*Instrucciones de tarea:*
Identifica y copia cada línea de los datos siguientes que contenga la cadena "trunk". La búsqueda distingue entre mayúsculas y minúsculas.

*Entradas de señalamiento y etiquetado:*

◆ ◆ ◆ ◆

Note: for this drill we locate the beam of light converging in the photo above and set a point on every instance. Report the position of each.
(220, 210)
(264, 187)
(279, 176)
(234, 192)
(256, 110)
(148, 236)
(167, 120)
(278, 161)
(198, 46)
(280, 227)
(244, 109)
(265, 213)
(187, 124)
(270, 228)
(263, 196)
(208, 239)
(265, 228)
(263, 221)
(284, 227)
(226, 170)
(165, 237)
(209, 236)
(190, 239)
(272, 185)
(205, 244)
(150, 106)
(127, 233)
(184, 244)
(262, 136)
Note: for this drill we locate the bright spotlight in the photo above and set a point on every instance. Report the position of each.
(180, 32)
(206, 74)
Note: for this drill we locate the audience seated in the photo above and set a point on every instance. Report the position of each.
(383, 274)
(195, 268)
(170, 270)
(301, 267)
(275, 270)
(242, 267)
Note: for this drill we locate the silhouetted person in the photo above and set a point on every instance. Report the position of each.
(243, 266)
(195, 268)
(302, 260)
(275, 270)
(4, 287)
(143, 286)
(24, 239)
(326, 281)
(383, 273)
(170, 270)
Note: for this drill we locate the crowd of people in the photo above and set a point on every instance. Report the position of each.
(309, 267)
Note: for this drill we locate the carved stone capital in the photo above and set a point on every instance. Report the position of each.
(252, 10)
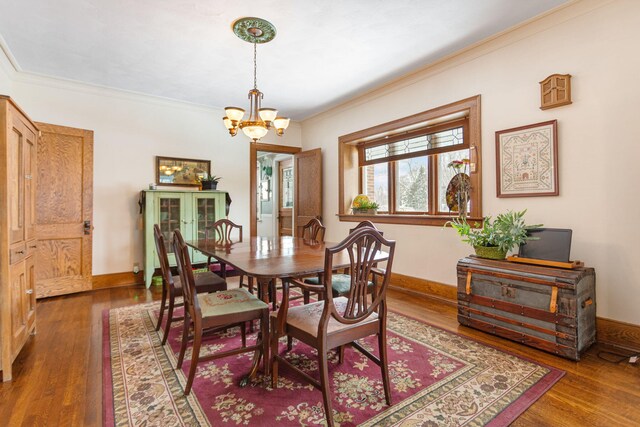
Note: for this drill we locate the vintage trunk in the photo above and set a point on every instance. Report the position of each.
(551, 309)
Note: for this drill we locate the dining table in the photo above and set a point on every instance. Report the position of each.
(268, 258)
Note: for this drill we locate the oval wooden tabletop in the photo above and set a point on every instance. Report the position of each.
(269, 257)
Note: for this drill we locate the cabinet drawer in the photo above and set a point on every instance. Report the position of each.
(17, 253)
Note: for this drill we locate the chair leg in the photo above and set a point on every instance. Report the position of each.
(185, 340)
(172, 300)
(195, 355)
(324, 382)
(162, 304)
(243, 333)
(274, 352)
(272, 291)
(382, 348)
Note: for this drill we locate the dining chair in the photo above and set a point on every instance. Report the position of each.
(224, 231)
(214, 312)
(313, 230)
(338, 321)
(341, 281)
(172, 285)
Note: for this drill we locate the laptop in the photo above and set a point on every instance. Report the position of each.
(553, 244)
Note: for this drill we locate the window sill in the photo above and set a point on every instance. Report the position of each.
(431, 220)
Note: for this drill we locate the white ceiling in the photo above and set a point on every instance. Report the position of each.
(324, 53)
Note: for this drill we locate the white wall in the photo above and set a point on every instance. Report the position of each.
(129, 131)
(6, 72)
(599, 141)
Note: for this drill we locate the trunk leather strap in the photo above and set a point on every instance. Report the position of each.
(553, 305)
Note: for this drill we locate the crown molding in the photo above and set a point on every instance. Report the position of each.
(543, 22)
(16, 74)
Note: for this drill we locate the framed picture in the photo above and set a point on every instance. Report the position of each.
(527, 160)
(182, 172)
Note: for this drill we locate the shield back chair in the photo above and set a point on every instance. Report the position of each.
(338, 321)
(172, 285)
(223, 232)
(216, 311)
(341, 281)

◆ ◆ ◆ ◆

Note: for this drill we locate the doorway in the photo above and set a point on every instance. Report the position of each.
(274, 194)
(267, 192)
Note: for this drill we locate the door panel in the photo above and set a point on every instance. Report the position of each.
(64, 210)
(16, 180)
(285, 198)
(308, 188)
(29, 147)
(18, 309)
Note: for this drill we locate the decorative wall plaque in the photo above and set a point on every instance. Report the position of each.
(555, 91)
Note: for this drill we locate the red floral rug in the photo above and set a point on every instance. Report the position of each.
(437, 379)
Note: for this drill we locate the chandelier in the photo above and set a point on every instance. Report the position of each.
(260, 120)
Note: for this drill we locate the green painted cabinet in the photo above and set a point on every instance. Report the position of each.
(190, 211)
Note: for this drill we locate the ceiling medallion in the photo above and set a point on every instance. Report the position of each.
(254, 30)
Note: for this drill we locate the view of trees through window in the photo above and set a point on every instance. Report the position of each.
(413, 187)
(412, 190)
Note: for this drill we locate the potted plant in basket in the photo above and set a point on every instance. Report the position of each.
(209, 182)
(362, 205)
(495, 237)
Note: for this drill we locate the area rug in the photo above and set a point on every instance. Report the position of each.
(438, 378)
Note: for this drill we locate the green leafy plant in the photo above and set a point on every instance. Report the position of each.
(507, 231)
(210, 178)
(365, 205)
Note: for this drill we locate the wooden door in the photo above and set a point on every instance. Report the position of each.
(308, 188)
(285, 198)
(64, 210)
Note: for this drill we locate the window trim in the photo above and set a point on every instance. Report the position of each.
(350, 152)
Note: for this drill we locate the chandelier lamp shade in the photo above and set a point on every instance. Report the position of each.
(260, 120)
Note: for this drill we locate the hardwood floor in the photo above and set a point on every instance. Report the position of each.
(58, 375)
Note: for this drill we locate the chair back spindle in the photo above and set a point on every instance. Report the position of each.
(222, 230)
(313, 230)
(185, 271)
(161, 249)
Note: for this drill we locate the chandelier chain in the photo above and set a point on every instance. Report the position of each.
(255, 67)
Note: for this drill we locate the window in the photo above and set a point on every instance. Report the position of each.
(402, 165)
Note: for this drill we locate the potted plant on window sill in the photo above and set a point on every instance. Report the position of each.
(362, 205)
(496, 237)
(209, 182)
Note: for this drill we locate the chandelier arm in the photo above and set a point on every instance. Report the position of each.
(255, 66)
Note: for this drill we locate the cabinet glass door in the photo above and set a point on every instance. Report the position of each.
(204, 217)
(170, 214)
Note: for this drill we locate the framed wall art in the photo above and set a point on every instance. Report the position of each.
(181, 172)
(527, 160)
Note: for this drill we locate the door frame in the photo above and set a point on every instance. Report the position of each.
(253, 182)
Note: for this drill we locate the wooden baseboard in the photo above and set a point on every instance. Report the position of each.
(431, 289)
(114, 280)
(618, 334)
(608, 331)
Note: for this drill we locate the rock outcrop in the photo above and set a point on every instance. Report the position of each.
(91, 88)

◆ ◆ ◆ ◆

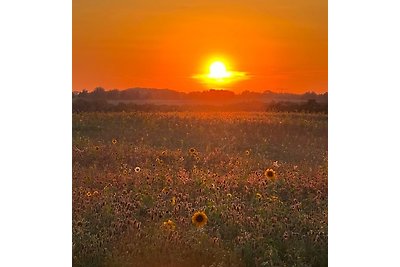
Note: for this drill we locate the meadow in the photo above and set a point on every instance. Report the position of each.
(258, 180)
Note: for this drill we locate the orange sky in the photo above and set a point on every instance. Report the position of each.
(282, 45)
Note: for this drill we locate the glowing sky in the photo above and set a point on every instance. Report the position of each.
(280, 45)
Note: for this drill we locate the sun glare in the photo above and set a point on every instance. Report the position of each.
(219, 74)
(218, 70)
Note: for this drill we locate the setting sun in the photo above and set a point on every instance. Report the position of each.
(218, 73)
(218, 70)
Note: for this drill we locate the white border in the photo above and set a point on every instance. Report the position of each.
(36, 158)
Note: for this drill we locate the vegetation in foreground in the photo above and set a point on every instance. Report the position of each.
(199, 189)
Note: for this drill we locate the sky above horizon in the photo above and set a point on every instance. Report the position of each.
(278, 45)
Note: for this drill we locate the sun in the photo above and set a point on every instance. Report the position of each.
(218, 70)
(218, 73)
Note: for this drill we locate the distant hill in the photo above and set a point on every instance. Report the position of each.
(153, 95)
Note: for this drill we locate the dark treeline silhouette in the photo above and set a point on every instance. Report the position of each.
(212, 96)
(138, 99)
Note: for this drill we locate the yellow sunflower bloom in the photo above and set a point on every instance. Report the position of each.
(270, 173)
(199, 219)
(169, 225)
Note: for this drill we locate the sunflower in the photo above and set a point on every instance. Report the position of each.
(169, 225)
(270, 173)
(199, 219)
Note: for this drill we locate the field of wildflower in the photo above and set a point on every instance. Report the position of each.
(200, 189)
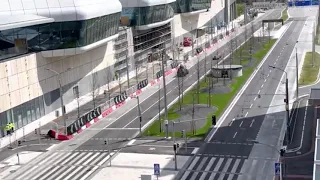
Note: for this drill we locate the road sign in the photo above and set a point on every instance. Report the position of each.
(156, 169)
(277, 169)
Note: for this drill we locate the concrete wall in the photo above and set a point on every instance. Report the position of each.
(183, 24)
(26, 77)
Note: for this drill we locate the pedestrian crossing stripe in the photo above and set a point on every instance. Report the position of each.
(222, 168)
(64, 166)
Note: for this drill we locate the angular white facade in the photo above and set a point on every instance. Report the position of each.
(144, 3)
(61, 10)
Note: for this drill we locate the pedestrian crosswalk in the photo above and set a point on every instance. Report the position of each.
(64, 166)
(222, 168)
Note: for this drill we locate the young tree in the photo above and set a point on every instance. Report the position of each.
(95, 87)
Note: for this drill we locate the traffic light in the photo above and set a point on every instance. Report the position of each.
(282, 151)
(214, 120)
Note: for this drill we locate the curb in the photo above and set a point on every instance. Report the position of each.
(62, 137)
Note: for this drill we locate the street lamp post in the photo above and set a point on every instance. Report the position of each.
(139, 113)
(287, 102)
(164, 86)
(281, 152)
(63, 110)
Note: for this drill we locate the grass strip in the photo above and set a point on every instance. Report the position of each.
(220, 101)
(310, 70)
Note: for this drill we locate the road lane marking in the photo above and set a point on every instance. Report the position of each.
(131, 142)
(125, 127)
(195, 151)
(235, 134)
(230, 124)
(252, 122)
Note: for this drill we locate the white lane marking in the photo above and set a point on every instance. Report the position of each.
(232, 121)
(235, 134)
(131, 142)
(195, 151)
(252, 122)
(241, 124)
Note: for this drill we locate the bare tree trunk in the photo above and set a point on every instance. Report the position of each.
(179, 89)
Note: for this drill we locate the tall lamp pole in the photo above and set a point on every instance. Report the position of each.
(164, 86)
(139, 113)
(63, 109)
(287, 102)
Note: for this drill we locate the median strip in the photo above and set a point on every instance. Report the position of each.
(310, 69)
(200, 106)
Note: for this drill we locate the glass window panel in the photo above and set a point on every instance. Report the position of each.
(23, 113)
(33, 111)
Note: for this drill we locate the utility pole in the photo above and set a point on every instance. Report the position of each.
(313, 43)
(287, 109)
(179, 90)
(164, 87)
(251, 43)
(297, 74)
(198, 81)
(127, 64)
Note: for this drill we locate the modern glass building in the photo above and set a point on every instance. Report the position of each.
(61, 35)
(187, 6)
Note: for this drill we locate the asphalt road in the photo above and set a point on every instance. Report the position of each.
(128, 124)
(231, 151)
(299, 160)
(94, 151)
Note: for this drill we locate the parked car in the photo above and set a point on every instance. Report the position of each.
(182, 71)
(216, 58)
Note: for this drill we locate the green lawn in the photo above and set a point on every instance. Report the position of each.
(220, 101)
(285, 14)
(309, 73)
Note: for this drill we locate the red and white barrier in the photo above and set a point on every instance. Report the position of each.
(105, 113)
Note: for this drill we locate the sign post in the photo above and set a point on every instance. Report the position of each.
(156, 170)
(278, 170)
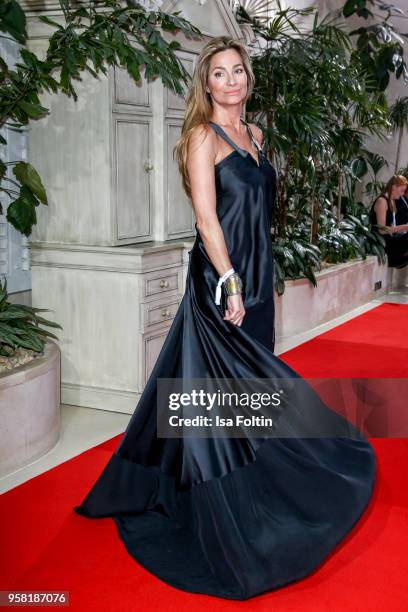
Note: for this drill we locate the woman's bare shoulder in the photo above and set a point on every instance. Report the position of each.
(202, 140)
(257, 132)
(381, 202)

◆ ◆ ◆ ◆

*Resultado:*
Note: for this drill we locate the vintage trunk in the photo above and set a point on every instance. Report the position of each.
Note: for this drill we locate the trunk leather strap in the photo above and set a point on every instance. Report the position of each.
Note: for this drill we locate the bare tree trunk in the photo above and set a point on every instance. Report the position of each.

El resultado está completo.